Give back only the part that opens with the line containing "Put a marker on each instance of the red" and closes with the line containing "354), (507, 487)]", swapping "player's" for "athlete's" and keeping everything else the same. Leave the pictures out of your answer.
# start of Given entries
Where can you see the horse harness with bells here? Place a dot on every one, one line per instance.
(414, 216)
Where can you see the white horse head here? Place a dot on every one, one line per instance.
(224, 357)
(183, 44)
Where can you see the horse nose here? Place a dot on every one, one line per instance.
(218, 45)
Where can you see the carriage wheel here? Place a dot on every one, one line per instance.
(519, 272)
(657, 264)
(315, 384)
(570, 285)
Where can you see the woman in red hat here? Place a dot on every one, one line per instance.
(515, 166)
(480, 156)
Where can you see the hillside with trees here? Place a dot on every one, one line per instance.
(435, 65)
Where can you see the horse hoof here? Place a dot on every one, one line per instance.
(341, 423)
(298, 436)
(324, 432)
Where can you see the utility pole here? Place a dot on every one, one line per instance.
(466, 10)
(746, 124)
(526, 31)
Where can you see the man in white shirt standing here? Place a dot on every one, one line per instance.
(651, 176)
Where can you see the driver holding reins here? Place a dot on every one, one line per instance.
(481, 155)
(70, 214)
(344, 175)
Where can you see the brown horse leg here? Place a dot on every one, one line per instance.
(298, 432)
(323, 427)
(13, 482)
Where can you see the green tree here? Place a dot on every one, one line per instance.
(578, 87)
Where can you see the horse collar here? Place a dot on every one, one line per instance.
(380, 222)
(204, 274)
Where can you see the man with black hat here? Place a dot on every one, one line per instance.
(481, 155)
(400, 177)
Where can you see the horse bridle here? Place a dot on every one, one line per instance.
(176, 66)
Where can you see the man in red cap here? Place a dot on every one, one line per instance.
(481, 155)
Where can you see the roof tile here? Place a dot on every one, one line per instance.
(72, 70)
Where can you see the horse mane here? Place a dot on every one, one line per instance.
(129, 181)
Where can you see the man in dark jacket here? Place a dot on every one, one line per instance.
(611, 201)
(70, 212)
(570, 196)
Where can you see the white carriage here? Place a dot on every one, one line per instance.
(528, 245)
# end of Given entries
# start of Given entries
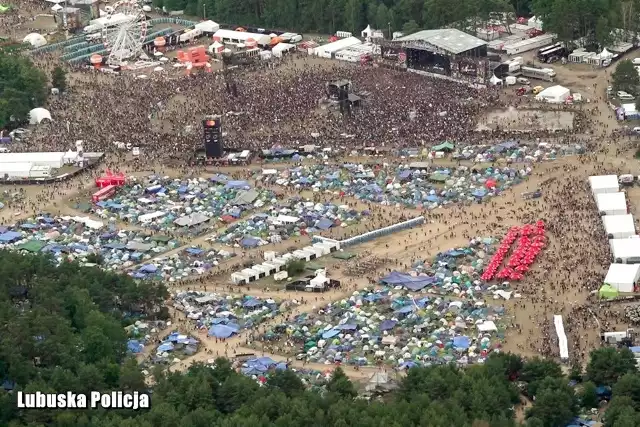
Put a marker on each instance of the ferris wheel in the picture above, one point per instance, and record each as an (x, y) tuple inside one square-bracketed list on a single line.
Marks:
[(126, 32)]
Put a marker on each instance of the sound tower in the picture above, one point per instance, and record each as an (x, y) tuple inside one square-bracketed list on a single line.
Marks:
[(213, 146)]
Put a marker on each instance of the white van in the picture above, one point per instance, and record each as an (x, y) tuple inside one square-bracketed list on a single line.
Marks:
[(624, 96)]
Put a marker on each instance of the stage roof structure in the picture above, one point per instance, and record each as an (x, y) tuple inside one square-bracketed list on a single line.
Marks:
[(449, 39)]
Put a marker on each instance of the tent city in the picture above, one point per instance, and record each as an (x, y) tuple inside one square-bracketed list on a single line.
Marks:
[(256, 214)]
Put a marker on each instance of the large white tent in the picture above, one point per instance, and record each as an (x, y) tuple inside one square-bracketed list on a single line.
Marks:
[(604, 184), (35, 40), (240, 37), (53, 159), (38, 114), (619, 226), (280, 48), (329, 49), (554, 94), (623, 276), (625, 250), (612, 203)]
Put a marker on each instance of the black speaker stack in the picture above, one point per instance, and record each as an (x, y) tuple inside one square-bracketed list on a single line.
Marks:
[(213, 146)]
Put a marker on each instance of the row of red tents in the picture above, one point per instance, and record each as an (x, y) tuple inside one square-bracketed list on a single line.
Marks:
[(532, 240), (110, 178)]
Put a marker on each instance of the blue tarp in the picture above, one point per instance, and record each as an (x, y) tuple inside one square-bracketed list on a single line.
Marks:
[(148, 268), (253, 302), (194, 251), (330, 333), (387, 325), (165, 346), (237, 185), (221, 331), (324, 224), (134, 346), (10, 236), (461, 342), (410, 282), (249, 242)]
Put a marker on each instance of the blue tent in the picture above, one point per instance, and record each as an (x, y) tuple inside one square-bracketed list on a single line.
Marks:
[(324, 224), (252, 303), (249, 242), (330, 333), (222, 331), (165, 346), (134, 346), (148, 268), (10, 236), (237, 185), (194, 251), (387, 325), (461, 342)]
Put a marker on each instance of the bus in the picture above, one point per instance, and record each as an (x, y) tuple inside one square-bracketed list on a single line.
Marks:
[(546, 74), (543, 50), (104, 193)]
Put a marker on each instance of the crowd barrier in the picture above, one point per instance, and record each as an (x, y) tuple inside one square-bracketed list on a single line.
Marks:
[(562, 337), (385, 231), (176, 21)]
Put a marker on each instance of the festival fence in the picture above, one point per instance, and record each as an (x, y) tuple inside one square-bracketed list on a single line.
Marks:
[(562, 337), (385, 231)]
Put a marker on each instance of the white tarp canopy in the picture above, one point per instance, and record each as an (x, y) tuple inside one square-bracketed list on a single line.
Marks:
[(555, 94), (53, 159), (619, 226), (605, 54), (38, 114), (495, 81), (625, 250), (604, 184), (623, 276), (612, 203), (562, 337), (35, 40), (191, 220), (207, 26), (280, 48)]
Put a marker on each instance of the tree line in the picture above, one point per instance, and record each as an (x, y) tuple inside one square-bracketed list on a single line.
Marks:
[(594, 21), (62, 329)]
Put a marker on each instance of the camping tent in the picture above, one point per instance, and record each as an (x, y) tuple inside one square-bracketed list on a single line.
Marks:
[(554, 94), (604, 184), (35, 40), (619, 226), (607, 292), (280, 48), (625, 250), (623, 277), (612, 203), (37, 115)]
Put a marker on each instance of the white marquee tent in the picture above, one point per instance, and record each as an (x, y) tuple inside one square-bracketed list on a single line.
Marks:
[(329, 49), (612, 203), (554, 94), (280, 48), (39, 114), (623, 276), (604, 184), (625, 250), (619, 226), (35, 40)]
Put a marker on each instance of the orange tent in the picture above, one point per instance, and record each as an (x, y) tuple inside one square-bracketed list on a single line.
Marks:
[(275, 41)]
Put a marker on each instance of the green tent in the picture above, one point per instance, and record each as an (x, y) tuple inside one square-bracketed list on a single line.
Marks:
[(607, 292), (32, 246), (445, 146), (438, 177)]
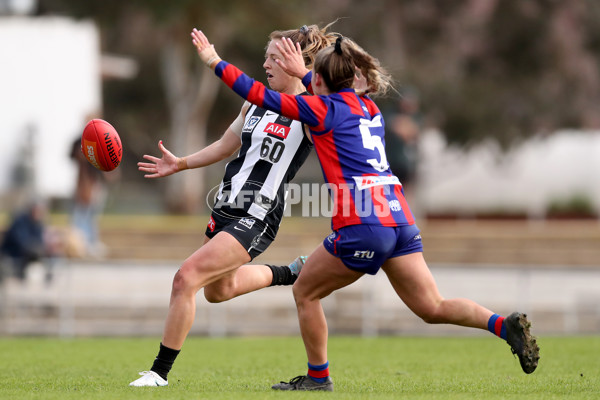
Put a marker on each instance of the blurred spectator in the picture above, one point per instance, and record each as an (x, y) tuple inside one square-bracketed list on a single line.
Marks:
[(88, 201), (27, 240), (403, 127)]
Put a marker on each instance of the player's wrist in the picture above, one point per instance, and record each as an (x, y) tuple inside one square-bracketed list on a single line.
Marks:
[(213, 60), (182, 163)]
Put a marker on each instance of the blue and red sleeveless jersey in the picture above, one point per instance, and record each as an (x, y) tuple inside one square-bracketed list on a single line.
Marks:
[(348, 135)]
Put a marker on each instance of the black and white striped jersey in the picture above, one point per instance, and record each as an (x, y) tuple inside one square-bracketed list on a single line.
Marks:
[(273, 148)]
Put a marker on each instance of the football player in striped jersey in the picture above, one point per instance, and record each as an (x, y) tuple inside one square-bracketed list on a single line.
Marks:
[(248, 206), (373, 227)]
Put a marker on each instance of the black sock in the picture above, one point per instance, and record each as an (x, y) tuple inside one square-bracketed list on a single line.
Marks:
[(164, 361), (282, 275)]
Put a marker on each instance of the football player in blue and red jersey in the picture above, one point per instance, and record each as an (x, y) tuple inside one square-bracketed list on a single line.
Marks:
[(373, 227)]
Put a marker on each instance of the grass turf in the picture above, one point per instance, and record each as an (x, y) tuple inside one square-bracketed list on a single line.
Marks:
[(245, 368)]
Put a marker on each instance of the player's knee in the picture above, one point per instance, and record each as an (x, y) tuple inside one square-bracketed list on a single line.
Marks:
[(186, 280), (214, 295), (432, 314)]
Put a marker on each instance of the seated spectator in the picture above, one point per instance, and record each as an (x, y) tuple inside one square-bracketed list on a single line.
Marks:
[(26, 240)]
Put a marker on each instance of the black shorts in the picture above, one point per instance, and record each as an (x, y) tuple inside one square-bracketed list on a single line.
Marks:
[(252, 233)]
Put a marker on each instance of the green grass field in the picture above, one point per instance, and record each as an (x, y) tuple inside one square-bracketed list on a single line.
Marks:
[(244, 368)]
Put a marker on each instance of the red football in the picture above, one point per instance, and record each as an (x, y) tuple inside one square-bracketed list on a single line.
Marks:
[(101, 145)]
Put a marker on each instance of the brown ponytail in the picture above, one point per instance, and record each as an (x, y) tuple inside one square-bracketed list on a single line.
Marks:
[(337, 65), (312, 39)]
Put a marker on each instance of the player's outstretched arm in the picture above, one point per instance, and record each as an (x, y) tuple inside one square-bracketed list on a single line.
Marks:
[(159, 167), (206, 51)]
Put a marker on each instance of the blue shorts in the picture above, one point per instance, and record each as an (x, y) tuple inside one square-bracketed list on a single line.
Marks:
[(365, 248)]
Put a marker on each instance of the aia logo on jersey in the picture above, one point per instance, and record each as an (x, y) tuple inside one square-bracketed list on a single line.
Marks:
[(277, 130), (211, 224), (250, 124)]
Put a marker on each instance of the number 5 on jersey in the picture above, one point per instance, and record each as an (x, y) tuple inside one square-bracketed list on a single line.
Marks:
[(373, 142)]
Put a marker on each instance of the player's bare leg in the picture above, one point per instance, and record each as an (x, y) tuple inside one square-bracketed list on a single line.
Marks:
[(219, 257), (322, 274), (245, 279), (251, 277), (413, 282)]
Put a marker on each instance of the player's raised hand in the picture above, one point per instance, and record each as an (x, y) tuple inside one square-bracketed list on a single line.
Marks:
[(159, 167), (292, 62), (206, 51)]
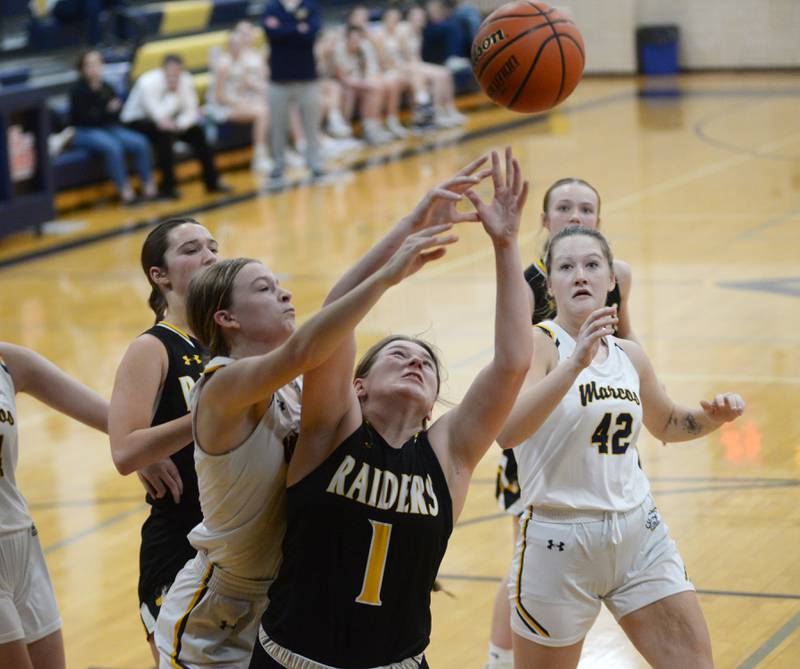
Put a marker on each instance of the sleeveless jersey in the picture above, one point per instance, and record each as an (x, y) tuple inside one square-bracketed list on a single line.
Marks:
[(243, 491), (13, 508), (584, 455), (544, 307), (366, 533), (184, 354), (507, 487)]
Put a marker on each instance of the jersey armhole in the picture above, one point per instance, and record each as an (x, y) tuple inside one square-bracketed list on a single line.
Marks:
# end of Given entries
▶ _The response_
Put a marker on each instance of the red football in the picture above, one point per instance, and record each as an (x, y) tuple inside one square-bracketed list on a single line.
Marks:
[(101, 145)]
Put a marker on each instance of the brown ponytail in the picture above, one point per instance, and record each as an (x, y) tuple inside one square-bracketed list on a single line.
Marks:
[(337, 65), (312, 39)]
Put a marker on each instance of the athlete's outstretched arm in the picture above, one point per instance, and record each as an (x, y) tuple inside one square-bracketed list on a single line.
Marks:
[(159, 167), (206, 51)]
Put a marker on each instance of the blue shorts in the picture above, one point per instance, and record each as an (x, y) tuple inside one square-bracketed list on a single line.
Marks:
[(365, 248)]
Put a marker on each instance of the aia logo on jersey in the picture above, one point per instance, and record each as an (x, y) tuple inside one square-bracketed list on a single line.
Marks:
[(277, 130), (211, 224), (250, 124)]
Put a marker on each instance of the number 5 on jersey in the picture above, one point per instance, and record each as an (x, y) tuple inside one square-bracketed list on a single line.
Marks:
[(373, 142)]
Put a marker on each instance of the athlete's bare leg in the picture above, one point per instance, and record each as an (x, y) tuple inside one square-bracketed list on a single line.
Marks:
[(219, 257), (322, 274), (245, 279), (251, 277), (413, 282)]
Put a marker on each instance of the athlete's raised hand in the picture above, one point per instance, and record each as an (x, y) tuple inside one square-bracketed list on a single line.
Marks:
[(159, 167), (292, 62), (206, 51)]
Put a marker on each instance of the sleeveless jersey in the picture above, one point per instance, and record each as an (x, y) tuple inside one square-bracketed list on a single line.
Marks:
[(243, 491), (13, 508), (584, 455), (544, 307), (366, 533), (184, 354), (507, 487)]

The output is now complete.